The World Cup sticker album from Panini has been one of fascination for kids and adults alike, and has been for at least every four years.
In 1998, on the heels of the World Cup, my dad bought me my first ever World Cup sticker album. Gluing stickers into an album seems elementary, but the excitement one gets when opening a pack and seeing that one card they’ve been missing is hard to duplicate.
The addiction is fun especially when you’re a kid. Your parents go and buy you the packs. You look over what you get and trade the cards you already have. However, when you’re in your 20s or even 30s, mom and dad aren’t buying your packs anymore and you see these 20 and 30-somethings spending money like water on World Cup stickers. I’ve seen people walk out with over 50 packs at one point.
You need 640 stickers to complete this summer’s World Cup album from Panini. However since they are sold in packs of 5-7 (depending on where you live), the amount of duplicates increases everytime you buy more stickers. FIFA TV made a calculation that states in order to have a complete album, you must have buy 4,505 stickers to ensure a complete album. That’s roughly $643 spent on buying packs of stickers!
When the 2014 World Cup Album was released, I rushed out to purchase one. And to my disbelief, I walked up to the counter to ask where they were and the cashier looked at me and said they were sold out.
The United States has clearly caught World Cup sticker fever. There’s no doubt. This year, many stores and people alike are doing sticker trading days where they go to a place with their duplicates in hopes of trading for stickers they need to complete their album.
During my first encounter with a Panini sticker album in 1998, I was still living in Brazil at the time. That year, my entire first grade class had an album. We would brag about getting players the others didn’t have, or we would brag about the “shiny-ees.” During that 1998 school year, we all became professional negotiators. “You want my shiny Brazil crest? Well that will cost you 5 regular stickers.”
We would play games with the duplicates we had. One game, in particular, was where we picked the cards from the other person that we needed, and they would do the same. Then, we would place them faced down on the table and we would hit the table in hopes some of the stickers you picked would flip up. If the stickers flipped, you kept them. If they didn’t… well, you didn’t get them.
It’s safe to say, I was hooked. The following year, I received the 1999 Campeonato Brasileiro Serie A sticker album by Panini. I never completed that album, but it’s one of my favorites, as kids in school would do the same thing we did for the World Cup one for the Brazilian League one.
When I moved to the United States, I was afraid I would never see another Panini sticker album again since soccer wasn’t as big when I moved here. In 2002, I asked my grandmother to send me a World Cup album from Brazil. She did and she also sent over hundreds of packets to go with the book. Again, I never completed that album. The 2006 edition of the World Cup Sticker album is missing from my collection, as I never got a chance to get one. But then in 2010, I was at a Walgreens pharmacy and noticed the 2010 version of the sticker album. I simply had to have it.
Opening those packets in 2010 reminded me of 1998 when my dad and I would go to the newsstands and buy a few packets, and then rush home to open them up in hopes of getting the stickers I needed to complete the collection.
Personally, I love the sticker album hobby. I think it’s an European and South American thing though as most of my American soccer friends here have no idea what they are and always question why a grown man would be so happy to buy stickers for a book. They’ll learn soon enough!

WHAT NEEDS TO BE DONE — Please retype the World Cup sticker album text word for word, everything from "The World Cup sticker album from" down to "at one point.".

DATA UNDER STUDY —

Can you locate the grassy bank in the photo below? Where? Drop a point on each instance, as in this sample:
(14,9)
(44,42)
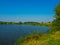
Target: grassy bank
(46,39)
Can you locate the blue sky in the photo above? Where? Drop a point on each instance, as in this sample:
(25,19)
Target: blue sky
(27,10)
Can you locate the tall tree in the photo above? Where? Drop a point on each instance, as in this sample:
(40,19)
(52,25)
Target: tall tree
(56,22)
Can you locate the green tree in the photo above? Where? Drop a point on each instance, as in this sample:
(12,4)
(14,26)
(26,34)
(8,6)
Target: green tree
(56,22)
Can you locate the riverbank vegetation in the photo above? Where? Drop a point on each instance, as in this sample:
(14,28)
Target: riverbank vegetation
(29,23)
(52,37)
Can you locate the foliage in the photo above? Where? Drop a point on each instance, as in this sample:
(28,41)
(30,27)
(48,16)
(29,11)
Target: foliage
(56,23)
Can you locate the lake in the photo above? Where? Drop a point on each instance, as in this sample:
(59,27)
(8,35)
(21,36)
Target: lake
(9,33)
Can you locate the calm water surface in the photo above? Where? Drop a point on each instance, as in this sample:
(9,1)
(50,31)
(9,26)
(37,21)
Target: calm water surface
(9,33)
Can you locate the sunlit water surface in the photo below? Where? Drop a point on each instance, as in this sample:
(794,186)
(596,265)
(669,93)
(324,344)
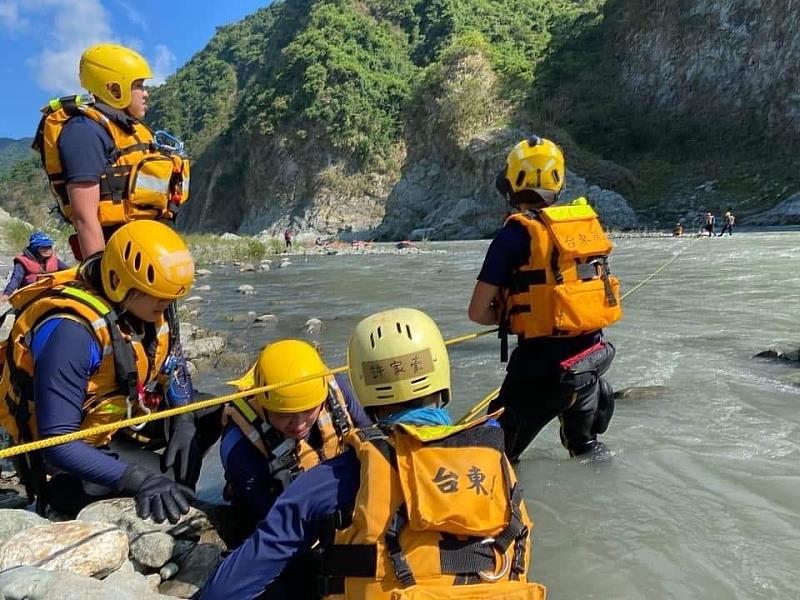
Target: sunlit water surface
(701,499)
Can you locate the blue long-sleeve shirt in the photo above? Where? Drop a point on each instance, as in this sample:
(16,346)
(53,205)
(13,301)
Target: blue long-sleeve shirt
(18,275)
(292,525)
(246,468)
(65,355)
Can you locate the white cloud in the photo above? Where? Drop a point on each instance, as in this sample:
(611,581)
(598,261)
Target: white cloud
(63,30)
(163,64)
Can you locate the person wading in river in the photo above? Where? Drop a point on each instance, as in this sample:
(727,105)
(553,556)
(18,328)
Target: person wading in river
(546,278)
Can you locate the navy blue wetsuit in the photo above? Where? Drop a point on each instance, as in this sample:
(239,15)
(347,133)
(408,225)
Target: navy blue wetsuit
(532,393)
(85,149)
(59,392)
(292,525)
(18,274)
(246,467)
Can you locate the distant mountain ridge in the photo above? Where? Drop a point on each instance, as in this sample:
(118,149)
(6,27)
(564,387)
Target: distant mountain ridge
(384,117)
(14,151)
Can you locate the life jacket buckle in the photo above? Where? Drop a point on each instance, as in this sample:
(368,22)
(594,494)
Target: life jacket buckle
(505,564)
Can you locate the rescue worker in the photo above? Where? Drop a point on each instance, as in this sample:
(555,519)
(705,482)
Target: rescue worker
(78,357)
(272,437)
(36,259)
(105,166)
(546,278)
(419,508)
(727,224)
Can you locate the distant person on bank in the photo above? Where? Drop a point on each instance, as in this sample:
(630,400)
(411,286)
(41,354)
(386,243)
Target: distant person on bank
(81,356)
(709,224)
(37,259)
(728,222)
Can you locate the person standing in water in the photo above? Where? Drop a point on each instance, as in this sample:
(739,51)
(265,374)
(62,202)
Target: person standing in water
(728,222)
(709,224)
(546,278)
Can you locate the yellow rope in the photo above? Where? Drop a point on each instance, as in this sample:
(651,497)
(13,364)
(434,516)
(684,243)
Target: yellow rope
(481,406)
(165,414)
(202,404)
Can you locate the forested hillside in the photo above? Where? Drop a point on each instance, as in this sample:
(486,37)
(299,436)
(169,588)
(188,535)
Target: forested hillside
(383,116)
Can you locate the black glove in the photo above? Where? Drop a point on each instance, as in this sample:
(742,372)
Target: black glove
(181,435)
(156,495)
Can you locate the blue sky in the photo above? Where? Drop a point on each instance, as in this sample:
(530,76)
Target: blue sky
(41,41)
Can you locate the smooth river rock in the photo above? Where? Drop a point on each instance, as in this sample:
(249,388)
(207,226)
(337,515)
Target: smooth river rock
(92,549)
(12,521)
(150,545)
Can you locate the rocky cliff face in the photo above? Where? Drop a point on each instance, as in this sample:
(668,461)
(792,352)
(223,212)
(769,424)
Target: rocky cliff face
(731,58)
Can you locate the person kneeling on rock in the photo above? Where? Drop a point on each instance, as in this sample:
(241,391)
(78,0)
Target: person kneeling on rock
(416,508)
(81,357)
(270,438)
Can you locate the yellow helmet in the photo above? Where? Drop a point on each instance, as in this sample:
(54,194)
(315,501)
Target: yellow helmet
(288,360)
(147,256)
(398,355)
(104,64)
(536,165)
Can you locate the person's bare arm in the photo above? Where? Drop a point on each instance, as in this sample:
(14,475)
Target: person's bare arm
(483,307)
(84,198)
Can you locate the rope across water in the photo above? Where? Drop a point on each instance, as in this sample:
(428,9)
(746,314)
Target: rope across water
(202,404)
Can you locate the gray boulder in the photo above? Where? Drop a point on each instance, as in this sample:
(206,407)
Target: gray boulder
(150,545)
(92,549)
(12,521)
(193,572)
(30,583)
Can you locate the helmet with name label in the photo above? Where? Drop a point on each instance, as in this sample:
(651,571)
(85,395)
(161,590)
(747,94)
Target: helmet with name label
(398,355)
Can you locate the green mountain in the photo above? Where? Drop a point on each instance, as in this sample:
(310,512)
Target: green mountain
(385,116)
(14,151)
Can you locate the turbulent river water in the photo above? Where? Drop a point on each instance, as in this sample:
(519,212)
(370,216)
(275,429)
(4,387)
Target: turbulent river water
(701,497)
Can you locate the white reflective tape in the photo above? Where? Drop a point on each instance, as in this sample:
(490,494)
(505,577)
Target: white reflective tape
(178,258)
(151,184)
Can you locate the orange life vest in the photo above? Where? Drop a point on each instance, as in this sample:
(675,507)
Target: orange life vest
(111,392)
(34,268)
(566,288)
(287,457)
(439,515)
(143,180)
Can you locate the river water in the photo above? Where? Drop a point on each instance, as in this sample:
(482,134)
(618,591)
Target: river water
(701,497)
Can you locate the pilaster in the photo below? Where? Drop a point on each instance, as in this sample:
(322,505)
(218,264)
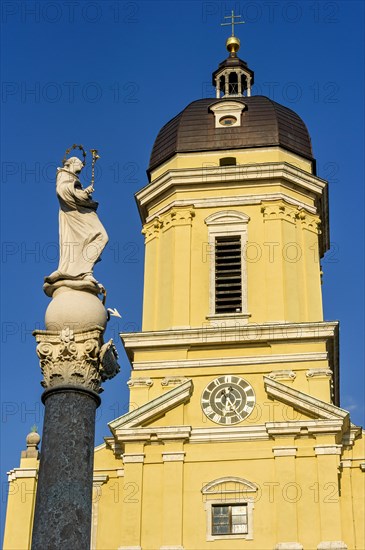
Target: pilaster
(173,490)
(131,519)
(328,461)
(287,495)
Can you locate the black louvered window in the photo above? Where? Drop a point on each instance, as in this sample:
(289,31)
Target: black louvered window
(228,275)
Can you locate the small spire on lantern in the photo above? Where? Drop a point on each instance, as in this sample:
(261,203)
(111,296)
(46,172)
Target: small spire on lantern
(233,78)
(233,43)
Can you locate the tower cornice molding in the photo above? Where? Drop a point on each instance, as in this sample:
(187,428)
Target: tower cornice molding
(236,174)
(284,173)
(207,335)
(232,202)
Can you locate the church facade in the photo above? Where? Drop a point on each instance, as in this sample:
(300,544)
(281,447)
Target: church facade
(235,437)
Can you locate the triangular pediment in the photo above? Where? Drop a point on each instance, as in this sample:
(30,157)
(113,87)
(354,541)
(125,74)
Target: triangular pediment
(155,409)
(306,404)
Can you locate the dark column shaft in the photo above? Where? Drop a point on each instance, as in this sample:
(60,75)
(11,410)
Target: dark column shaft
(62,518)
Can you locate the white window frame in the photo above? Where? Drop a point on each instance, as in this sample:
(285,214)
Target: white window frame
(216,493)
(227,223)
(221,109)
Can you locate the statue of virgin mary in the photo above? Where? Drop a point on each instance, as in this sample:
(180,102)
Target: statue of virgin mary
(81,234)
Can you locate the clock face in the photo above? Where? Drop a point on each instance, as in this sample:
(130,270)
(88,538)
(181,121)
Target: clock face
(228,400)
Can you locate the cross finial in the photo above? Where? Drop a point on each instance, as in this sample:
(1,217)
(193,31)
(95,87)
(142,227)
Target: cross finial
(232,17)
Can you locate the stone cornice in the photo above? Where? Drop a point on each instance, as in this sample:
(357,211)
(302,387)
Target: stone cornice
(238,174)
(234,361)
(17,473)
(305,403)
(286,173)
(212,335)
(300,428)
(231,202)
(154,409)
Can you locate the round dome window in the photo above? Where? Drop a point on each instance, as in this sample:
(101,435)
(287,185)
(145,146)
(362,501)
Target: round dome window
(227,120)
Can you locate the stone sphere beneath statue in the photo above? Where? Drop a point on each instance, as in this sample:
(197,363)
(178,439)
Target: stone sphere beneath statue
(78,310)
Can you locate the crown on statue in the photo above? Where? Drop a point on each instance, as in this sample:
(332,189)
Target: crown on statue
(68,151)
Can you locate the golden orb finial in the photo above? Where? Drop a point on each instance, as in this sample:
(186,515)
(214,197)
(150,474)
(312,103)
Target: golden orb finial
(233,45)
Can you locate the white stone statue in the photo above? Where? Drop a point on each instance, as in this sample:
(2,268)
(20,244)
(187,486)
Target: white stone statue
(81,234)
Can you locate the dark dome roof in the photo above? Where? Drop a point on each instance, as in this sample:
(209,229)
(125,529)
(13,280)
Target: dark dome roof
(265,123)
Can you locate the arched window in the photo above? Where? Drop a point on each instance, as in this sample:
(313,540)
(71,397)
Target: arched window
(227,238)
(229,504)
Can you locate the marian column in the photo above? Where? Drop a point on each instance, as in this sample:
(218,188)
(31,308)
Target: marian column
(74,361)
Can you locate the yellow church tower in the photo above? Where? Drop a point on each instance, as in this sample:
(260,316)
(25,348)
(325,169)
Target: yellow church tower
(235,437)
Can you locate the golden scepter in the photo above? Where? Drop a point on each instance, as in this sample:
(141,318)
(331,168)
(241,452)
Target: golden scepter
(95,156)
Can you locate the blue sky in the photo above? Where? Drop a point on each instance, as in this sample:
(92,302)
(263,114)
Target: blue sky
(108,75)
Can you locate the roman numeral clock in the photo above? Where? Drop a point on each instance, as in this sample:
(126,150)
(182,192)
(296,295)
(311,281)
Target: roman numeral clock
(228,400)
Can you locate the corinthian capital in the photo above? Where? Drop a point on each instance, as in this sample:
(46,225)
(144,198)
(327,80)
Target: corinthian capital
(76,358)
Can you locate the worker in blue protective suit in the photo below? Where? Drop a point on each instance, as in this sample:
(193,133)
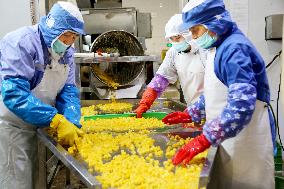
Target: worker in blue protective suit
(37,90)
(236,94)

--

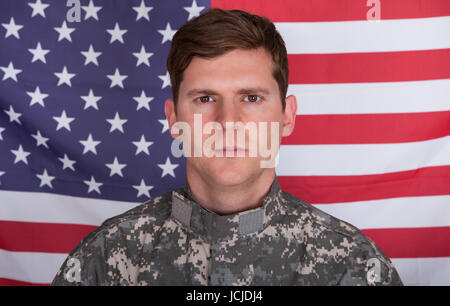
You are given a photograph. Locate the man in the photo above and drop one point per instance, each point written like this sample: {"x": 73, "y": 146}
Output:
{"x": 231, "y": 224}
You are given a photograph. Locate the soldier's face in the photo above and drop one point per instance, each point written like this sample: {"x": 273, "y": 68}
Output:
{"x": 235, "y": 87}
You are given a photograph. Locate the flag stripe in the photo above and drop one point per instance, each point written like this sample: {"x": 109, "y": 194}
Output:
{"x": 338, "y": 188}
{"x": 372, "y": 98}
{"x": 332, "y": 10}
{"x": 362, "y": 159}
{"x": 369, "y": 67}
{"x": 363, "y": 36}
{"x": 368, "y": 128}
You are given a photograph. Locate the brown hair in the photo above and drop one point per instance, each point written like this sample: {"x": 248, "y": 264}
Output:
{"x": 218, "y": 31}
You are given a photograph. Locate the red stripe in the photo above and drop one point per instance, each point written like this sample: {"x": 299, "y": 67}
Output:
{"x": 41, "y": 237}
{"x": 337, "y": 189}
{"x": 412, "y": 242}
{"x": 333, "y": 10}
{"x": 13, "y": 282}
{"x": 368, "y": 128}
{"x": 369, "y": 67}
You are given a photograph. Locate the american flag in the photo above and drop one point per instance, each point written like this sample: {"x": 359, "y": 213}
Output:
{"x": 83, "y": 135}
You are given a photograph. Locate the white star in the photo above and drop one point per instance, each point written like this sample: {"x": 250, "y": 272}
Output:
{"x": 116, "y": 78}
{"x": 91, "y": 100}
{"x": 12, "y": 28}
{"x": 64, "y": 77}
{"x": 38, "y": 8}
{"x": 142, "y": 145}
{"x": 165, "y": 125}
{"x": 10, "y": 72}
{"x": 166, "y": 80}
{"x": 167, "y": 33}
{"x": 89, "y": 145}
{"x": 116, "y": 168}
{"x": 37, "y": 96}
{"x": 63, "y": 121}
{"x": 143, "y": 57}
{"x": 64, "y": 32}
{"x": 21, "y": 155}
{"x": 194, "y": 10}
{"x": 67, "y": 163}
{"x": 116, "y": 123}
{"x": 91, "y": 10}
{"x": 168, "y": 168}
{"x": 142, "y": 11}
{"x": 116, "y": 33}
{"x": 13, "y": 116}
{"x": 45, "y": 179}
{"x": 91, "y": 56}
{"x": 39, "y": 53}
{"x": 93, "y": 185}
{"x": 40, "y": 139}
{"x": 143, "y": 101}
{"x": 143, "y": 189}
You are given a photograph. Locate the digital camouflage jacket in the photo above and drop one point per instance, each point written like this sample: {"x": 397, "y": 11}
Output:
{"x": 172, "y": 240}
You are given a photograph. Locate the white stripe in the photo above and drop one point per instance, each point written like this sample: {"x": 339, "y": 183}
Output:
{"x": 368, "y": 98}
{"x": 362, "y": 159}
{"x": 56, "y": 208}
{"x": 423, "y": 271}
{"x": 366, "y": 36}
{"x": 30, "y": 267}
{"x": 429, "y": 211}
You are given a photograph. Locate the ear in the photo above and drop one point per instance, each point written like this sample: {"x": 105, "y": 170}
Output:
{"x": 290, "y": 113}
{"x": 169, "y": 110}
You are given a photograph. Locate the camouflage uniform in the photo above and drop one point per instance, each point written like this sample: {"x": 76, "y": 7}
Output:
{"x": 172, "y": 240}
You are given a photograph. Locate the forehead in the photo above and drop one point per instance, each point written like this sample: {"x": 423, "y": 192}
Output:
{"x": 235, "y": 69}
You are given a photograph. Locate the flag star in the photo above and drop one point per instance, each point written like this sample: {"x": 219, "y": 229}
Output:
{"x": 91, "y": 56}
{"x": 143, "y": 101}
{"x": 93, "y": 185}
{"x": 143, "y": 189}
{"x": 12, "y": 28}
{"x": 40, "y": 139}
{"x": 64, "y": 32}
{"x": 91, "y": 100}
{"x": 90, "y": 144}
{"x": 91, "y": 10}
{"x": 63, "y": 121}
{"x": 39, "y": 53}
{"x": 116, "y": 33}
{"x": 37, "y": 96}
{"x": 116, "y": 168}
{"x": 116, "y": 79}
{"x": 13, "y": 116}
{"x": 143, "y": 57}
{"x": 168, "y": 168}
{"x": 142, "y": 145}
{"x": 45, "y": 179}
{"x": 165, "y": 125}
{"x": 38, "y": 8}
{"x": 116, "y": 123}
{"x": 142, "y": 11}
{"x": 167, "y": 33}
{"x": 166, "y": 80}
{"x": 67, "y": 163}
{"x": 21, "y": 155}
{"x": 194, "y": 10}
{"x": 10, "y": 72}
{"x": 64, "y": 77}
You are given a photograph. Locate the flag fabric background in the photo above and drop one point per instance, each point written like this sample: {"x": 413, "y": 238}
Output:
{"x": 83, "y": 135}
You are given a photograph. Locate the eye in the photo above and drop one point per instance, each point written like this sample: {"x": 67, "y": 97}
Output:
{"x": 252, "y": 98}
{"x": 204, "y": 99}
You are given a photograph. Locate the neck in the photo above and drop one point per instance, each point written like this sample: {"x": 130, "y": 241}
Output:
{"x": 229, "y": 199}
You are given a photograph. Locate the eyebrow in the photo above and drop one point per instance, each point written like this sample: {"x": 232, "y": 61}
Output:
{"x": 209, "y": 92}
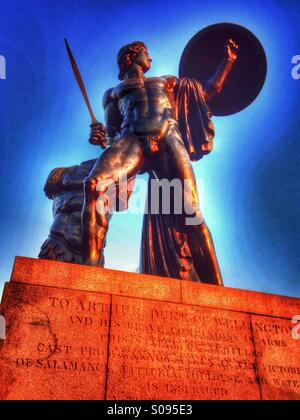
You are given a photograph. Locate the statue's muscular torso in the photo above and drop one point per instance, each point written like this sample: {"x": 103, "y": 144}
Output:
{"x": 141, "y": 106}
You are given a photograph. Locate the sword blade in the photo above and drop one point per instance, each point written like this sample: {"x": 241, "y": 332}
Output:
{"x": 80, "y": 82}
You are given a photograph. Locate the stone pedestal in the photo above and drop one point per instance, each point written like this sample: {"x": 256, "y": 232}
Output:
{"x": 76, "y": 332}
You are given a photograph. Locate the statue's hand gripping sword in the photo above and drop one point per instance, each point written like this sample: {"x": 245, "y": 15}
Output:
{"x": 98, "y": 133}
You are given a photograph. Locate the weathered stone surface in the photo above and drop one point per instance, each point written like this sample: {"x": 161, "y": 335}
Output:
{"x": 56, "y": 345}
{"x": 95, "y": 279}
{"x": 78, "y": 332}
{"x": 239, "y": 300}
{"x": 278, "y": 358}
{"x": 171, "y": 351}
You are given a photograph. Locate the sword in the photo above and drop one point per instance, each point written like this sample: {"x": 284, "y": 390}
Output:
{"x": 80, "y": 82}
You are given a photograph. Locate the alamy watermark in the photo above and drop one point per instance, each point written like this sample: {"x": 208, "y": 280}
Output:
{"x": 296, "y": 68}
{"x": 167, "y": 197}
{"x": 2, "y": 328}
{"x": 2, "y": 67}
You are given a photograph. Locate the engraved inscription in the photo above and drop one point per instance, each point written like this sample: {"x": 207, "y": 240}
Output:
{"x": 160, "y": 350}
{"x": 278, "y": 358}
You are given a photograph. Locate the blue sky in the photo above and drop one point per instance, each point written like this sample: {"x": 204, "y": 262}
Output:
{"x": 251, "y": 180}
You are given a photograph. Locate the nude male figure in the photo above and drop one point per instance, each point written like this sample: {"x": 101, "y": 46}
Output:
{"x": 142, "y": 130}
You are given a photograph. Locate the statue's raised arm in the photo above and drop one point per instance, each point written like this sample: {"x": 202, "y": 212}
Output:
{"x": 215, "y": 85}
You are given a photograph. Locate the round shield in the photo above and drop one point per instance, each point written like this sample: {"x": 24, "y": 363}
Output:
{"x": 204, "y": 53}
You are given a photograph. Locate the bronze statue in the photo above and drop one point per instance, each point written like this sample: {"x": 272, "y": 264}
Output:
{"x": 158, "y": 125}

* * *

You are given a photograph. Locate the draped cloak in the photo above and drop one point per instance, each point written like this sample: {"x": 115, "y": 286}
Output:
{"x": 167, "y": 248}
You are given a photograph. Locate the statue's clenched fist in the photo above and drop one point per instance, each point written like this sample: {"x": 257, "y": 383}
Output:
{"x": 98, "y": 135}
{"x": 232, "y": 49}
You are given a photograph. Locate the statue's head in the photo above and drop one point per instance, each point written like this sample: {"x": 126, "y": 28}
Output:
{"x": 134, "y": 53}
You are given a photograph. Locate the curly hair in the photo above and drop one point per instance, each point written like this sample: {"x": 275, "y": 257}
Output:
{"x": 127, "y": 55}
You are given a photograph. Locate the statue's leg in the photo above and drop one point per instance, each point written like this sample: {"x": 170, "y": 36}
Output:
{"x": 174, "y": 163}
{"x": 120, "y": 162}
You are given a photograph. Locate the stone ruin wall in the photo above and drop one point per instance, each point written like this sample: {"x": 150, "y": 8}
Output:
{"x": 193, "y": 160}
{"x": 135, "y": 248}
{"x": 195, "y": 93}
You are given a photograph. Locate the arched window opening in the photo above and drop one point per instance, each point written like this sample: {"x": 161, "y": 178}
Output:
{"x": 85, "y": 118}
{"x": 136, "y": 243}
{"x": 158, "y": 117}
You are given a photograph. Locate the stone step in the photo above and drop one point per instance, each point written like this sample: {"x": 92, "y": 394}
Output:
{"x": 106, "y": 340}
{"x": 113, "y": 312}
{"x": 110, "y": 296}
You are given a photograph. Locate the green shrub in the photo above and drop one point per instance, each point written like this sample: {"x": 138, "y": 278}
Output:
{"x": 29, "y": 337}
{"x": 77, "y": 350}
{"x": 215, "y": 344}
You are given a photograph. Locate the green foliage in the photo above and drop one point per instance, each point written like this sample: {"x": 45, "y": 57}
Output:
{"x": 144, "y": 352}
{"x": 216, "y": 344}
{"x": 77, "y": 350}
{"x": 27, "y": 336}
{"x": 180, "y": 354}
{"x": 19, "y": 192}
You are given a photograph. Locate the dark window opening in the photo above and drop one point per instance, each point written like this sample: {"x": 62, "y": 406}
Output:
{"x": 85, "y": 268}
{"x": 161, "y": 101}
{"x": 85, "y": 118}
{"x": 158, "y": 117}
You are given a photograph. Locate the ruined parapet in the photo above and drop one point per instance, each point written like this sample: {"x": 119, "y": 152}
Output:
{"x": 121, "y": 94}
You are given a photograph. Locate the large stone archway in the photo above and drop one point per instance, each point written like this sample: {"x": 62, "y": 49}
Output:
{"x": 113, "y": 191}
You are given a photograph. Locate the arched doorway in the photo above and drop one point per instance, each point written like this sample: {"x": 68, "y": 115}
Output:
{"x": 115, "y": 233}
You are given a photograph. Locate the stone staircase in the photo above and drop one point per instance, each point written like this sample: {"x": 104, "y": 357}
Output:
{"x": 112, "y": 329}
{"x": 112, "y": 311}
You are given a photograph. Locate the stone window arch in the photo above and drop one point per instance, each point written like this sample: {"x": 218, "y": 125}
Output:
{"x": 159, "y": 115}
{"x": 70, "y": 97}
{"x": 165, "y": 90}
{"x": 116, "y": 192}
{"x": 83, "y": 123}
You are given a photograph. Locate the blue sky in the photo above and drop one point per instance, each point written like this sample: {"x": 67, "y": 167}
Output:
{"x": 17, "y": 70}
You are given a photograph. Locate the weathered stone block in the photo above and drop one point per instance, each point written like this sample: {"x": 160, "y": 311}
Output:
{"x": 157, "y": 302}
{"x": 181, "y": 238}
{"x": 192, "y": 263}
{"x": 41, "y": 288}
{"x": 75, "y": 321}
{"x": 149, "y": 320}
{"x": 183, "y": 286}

RESPONSE BOX —
The World Cup sticker album from Panini has been one of fascination for kids and adults alike, and has been for at least every four years.
In 1998, on the heels of the World Cup, my dad bought me my first ever World Cup sticker album. Gluing stickers into an album seems elementary, but the excitement one gets when opening a pack and seeing that one card they’ve been missing is hard to duplicate.
The addiction is fun especially when you’re a kid. Your parents go and buy you the packs. You look over what you get and trade the cards you already have. However, when you’re in your 20s or even 30s, mom and dad aren’t buying your packs anymore and you see these 20 and 30-somethings spending money like water on World Cup stickers. I’ve seen people walk out with over 50 packs at one point.